In how many lines of the data below does the string "house" appear, counting only matches with the same case? Reply with the number alone.
─── Entries provided
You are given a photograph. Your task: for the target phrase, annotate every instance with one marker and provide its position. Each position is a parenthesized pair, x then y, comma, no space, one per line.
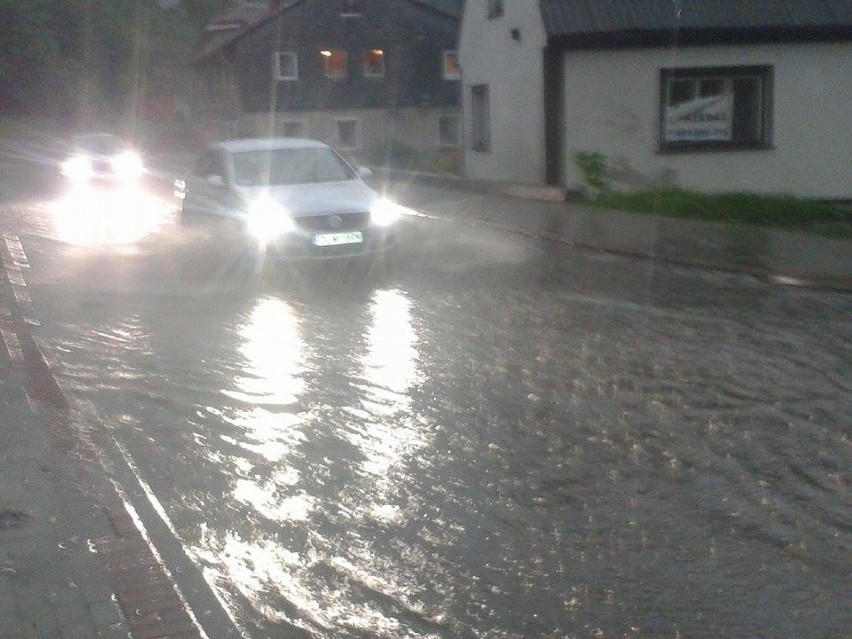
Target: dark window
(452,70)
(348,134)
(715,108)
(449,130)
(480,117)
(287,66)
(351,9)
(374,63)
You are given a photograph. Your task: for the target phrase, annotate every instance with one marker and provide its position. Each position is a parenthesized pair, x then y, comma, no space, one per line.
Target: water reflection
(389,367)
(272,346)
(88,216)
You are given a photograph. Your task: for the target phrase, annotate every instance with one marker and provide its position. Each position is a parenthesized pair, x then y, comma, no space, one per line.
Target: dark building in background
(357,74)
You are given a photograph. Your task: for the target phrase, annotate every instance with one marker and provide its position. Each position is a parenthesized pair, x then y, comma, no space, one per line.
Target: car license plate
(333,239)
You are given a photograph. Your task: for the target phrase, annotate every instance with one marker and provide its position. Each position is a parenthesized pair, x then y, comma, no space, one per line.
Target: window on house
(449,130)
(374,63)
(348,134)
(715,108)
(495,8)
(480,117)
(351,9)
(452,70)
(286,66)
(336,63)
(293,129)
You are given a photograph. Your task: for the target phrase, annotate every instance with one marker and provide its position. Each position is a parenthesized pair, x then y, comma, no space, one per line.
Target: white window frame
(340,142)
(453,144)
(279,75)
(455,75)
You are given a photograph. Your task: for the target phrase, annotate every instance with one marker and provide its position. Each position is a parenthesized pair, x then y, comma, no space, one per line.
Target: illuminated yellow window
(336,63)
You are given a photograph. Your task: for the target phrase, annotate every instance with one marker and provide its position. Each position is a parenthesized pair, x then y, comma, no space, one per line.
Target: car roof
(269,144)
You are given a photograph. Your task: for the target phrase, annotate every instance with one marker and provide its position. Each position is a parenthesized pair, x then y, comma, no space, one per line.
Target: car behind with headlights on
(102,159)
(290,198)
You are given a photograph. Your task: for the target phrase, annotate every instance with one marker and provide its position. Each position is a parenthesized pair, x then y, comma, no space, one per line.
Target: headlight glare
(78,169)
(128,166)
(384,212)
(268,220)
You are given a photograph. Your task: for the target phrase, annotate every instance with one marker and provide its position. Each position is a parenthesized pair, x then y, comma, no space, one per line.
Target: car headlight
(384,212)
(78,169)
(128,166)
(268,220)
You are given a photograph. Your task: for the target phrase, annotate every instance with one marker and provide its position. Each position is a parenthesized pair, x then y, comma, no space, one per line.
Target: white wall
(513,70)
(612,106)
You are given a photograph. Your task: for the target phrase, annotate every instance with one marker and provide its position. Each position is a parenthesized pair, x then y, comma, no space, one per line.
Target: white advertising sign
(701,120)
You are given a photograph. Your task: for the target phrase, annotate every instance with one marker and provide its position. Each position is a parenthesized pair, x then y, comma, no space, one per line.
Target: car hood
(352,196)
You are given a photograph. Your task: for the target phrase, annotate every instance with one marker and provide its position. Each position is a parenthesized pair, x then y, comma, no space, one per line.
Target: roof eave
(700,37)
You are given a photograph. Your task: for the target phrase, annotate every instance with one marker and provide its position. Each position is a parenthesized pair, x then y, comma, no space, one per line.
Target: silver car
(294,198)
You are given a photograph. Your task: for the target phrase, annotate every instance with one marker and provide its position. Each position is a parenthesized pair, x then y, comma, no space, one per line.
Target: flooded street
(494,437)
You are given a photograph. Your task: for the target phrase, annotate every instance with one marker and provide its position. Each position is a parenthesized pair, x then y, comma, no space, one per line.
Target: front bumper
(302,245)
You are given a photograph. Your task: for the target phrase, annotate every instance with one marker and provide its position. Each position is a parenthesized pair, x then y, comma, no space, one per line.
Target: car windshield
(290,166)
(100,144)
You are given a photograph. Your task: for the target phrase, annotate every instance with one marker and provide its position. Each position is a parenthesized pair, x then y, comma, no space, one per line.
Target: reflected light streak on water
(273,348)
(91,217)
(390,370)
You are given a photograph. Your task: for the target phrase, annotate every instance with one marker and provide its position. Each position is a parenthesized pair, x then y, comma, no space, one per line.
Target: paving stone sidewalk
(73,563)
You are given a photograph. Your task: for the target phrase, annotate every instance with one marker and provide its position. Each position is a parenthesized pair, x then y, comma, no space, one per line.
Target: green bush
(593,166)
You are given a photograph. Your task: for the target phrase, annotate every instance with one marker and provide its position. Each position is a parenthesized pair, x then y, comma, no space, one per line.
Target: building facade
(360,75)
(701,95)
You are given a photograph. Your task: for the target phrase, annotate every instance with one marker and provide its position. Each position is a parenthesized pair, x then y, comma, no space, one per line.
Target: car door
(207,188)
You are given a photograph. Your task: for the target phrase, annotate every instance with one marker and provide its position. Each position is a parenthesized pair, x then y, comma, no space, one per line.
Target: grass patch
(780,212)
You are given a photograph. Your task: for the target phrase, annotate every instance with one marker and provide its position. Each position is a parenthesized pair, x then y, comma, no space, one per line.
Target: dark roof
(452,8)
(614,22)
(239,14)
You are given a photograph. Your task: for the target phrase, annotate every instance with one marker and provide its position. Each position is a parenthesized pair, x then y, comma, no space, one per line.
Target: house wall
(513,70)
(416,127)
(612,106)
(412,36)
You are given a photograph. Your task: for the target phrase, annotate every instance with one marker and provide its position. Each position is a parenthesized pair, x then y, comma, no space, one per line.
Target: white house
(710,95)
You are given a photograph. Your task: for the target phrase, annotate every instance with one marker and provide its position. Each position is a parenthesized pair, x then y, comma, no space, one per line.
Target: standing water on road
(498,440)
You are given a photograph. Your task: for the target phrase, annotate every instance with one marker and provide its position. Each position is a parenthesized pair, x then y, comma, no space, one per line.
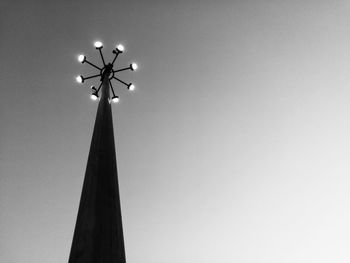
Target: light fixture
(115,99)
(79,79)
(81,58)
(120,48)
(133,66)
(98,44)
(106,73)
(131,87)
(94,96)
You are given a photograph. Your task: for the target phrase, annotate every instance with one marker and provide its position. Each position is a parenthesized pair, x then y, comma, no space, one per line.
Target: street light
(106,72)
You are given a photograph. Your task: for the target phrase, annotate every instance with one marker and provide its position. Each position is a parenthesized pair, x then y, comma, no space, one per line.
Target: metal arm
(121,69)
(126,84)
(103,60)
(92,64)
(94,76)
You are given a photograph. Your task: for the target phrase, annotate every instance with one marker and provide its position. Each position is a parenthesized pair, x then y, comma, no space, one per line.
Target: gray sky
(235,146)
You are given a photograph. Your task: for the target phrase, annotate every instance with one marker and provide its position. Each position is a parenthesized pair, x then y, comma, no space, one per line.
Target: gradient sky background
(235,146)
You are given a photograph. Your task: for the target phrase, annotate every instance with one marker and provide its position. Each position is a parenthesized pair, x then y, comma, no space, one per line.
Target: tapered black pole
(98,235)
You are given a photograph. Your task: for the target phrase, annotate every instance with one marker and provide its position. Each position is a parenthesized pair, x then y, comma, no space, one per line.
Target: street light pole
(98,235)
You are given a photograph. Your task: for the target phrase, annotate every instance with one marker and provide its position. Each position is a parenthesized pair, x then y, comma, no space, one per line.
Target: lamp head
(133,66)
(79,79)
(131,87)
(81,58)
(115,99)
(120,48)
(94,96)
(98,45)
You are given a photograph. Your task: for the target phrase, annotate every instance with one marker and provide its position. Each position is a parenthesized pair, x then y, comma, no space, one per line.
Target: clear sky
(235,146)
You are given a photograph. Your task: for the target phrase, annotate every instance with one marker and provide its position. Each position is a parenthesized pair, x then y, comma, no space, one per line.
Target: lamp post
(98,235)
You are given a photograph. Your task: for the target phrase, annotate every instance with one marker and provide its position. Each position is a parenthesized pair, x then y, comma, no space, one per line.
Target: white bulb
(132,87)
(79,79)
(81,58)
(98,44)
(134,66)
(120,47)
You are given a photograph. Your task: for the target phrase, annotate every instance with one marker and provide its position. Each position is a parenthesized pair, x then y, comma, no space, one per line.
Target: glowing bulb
──────
Written reply: 3